# TASK
Reproduce verbatim the lines of the material below, starting at the line with "pixel 203 105" and ending at the line with "pixel 249 58", both inclusive; skip the rest.
╭─ RECORDED DATA
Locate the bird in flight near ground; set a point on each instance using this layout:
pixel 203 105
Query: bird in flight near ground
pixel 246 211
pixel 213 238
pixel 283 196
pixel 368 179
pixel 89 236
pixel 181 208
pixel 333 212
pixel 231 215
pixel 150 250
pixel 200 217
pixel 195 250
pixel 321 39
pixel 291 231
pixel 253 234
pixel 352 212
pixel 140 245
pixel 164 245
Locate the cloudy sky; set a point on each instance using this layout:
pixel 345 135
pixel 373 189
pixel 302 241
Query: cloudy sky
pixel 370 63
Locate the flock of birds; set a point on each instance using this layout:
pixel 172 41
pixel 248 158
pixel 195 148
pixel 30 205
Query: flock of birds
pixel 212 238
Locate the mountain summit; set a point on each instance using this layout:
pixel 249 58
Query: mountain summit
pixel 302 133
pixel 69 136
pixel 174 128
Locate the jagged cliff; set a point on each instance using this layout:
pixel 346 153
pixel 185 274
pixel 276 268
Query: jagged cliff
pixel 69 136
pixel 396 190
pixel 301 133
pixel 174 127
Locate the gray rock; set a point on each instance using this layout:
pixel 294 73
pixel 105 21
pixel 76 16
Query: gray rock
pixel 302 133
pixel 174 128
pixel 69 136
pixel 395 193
╰─
╭─ RECORDED DATA
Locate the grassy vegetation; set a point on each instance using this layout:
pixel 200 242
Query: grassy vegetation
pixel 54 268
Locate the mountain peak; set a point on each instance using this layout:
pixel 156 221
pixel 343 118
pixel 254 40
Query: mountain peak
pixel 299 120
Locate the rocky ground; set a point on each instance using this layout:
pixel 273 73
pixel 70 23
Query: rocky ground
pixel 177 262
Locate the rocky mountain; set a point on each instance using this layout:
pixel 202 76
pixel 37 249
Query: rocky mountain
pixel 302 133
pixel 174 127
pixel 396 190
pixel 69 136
╰─
╭─ RECORDED DATA
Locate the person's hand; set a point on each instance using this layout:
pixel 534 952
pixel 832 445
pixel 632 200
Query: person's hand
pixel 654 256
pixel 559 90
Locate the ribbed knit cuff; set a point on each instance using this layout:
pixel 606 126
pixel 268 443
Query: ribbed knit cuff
╰─
# YOUR SOLUTION
pixel 203 105
Query: bird in flight near ground
pixel 246 211
pixel 213 238
pixel 283 196
pixel 368 179
pixel 89 236
pixel 181 208
pixel 333 212
pixel 231 215
pixel 150 250
pixel 200 217
pixel 195 250
pixel 321 39
pixel 291 231
pixel 253 234
pixel 352 212
pixel 140 245
pixel 164 245
Locate the cloudy sky; set a point on each instance using this layout:
pixel 345 135
pixel 373 189
pixel 302 241
Query: cloudy sky
pixel 370 63
Locate the flock of birds; set a point on each instance using this layout:
pixel 172 41
pixel 248 158
pixel 195 148
pixel 30 205
Query: flock of birds
pixel 212 238
Locate the mountain summit; set a point on each instance using this layout:
pixel 249 58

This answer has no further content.